* Stated task
Reproduce every record below exactly as written, leaving out any pictures.
-- Start of Stored data --
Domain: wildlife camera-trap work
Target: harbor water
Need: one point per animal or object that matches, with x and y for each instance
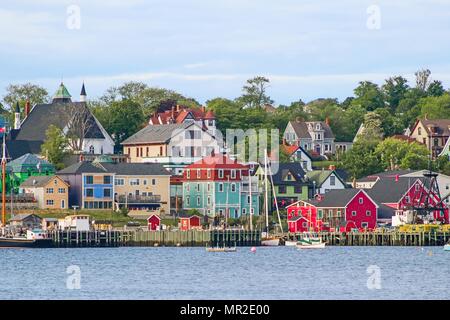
(193, 273)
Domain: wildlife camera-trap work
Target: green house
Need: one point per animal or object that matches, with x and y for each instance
(20, 169)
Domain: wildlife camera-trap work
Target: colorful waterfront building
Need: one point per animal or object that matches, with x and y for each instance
(219, 186)
(28, 165)
(339, 210)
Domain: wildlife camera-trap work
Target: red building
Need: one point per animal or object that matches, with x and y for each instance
(190, 222)
(342, 210)
(153, 222)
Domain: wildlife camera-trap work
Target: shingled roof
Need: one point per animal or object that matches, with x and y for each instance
(156, 134)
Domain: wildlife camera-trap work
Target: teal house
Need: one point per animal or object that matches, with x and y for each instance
(219, 187)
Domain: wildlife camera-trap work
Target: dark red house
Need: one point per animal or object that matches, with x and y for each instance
(340, 210)
(153, 222)
(190, 222)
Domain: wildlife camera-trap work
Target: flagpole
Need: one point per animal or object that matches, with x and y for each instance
-- End of Stored data --
* Answer to the problem
Domain: wildlife camera-trap work
Target: harbor water
Need: one point per animal or object that matches, with x and y for each instance
(193, 273)
Domain: wildlife camera-trap work
Target: green house
Need: one point per animal or object that matches, with x and y for each instance
(20, 169)
Domain: wildlife camera-trap work
Target: colorful waterfront building
Need: one point per animal or object that matches, with x and y for each instance
(219, 186)
(28, 165)
(339, 210)
Domain: wildlife camera-trap work
Target: red building
Need: one point per animal or object that matches, with x and y for each instance
(190, 222)
(342, 210)
(153, 222)
Domain: wildlife camera-trap work
Target: shingled roof
Need: one point per animal or object that matches, with x and y for each instance
(156, 134)
Domain: wildlife camera-trap work
Target: teal house
Need: one point per animal or object that matches, with x and y for each instance
(219, 187)
Domain: wildlife camera-trap work
Target: dark red house
Need: one point per animal or object that matches, with x and y for each instance
(340, 210)
(153, 222)
(190, 222)
Domain: wildlife camera-trap work
Target: flagpole
Need: one point per animal or object that matches, with x and y for each instance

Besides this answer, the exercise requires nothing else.